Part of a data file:

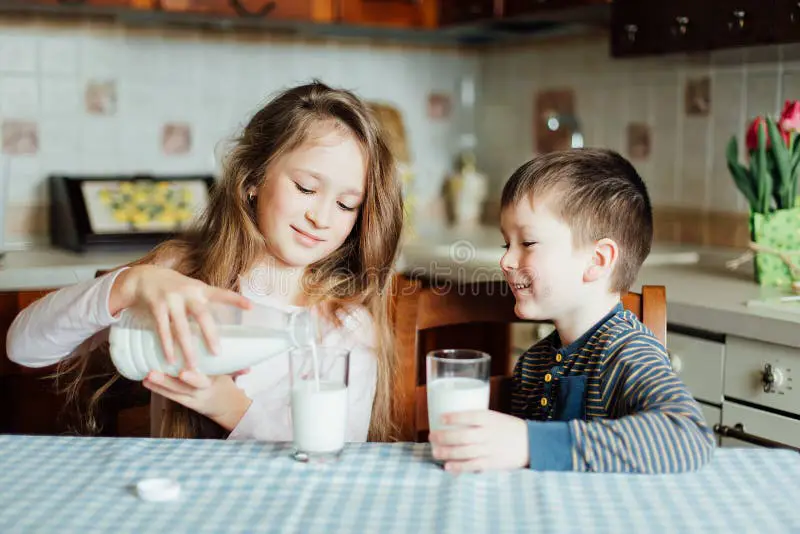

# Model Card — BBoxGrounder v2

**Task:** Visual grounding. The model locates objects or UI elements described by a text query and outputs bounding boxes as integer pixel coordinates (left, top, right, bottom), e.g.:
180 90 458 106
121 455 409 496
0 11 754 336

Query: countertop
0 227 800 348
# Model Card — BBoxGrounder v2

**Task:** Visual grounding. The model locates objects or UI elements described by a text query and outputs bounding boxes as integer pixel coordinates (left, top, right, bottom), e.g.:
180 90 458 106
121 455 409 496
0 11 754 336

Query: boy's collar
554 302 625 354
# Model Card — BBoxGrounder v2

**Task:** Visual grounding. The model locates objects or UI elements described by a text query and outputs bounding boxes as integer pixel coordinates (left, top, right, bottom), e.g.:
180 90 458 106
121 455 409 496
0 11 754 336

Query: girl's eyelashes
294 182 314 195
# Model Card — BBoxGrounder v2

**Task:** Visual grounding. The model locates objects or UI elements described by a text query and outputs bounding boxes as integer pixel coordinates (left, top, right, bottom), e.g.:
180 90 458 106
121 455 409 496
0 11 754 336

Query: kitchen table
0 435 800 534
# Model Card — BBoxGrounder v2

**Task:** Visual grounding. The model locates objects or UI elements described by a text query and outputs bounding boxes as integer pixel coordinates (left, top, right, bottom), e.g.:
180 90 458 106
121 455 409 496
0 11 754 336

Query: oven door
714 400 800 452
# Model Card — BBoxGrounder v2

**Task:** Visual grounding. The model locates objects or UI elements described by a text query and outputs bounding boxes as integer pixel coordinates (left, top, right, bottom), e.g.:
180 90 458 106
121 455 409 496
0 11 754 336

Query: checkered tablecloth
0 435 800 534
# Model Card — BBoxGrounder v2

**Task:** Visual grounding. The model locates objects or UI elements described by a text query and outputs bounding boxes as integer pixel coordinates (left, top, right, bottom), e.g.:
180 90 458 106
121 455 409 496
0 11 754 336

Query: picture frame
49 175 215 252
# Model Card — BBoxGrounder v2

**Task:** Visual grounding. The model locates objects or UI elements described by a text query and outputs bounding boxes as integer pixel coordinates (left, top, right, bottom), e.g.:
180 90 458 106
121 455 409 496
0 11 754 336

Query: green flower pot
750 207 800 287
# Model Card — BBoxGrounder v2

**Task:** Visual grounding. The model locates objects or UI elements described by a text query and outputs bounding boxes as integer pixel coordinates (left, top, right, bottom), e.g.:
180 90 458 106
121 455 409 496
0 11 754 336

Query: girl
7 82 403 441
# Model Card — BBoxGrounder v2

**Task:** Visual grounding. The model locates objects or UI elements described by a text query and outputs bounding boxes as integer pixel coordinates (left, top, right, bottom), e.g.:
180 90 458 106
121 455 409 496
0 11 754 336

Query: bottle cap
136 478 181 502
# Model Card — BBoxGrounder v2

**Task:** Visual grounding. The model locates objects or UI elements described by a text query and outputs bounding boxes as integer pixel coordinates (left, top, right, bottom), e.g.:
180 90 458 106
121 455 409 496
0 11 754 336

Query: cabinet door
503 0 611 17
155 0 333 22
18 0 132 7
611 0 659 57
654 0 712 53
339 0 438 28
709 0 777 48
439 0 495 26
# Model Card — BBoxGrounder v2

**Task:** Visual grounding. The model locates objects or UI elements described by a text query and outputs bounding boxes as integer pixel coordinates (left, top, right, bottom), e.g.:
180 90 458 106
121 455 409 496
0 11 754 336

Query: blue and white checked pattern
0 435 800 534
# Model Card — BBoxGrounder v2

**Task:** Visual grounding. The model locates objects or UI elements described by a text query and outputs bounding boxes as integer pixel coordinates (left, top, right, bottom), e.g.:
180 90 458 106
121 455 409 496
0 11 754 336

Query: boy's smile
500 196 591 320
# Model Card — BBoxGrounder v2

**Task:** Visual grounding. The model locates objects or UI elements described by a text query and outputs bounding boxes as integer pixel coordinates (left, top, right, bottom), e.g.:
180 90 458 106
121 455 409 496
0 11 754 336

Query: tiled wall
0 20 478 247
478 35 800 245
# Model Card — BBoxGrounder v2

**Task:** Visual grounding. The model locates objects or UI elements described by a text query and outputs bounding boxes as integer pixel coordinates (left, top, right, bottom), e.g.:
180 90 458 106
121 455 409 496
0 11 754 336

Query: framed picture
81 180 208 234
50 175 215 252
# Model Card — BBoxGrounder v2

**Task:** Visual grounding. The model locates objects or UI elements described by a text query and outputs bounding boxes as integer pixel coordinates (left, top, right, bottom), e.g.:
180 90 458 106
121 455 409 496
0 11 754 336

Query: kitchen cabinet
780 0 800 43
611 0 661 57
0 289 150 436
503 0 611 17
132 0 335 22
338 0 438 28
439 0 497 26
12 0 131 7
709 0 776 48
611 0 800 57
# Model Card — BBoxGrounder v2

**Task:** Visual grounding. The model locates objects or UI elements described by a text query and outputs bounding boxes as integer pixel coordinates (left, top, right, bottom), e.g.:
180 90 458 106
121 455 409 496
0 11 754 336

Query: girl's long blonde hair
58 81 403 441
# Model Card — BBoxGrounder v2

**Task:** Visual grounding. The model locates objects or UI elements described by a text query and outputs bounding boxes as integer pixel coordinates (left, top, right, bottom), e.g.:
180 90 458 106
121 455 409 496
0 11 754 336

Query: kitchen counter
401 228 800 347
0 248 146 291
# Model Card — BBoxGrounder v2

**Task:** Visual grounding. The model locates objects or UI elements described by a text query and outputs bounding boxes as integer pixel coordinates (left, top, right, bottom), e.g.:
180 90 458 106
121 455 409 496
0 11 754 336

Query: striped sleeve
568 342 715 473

== WHAT YOU WILL DO ==
Reproduce the entries word for word from their start up to and including the line containing "0 227 800 348". Leave the pictures out of your answer.

== COMPLETE OUTPUT ==
# Model Card — BBoxGrounder v2

**Task:** Visual grounding. The model locates objects or UI elements described by a text query and outputs bounding boxes as integer pixel coordinates (left, top, right, bottom), e.g.:
180 90 458 106
121 455 409 496
0 11 754 336

Query: countertop
0 227 800 348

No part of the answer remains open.